** Start of Extract provided **
The announcement that Waterstones, the nearest UK equivalent to Barnes & Noble as a bookselling chain, will be selling the Kindle in their stores came as somewhat of a shock.

There had been rumors that B&N was closing in on a deal to partner with Waterstones on the Nook.

The difficulty in making deals around a reading device and supporting ecosystem is that the sales of content subsidize the sale of the devices. It’s all part of a total equation around the “lifetime value” of the customer. The device-supplier really requires the ebook sales to make the device sale profitable.

So when Kobo did their deal with WH Smith in the UK (and FNAC in France) last Fall, it made sense to me why they’d do it rather than Waterstones. At that time, Waterstones was saying they’d deliver their own device.

Knowing what B&N has had to spend in development to make the Nook work across a store and revenue base several times as large as Waterstones, that always seemed like a very heavy lift. It wasn’t a surprise when Waterstones kept missing delivery dates for its device nor when the rumors shifted to them doing a device deal with somebody else. Since Kobo already was working with their biggest competitor, the logic said it had to be Nook.

I don’t know anybody who predicted it would be Kindle.

Michael Cader in Publishers Lunch reads the press releases the same way I do and we both get the message that the only ebooks Waterstones will share revenue on are those that are purchased over Waterstones’ in-store wifi network. (That network doesn’t exist yet; it’s being built now which is why they won’t start selling Kindles for a few months yet.)
** End of Extract provided **
Work instructions:
Reproduce the part of the piece on Waterstones selling the Kindle from "There had been" to "their own device." word for word. You won't need the lines that come after this text.
** Start of Stored data **
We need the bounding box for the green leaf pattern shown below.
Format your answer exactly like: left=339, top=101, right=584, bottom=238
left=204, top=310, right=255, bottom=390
** End of Stored data **
Response for this exercise:
There had been rumors that B&N was closing in on a deal to partner with Waterstones on the Nook.

The difficulty in making deals around a reading device and supporting ecosystem is that the sales of content subsidize the sale of the devices. It’s all part of a total equation around the “lifetime value” of the customer. The device-supplier really requires the ebook sales to make the device sale profitable.

So when Kobo did their deal with WH Smith in the UK (and FNAC in France) last Fall, it made sense to me why they’d do it rather than Waterstones. At that time, Waterstones was saying they’d deliver their own device.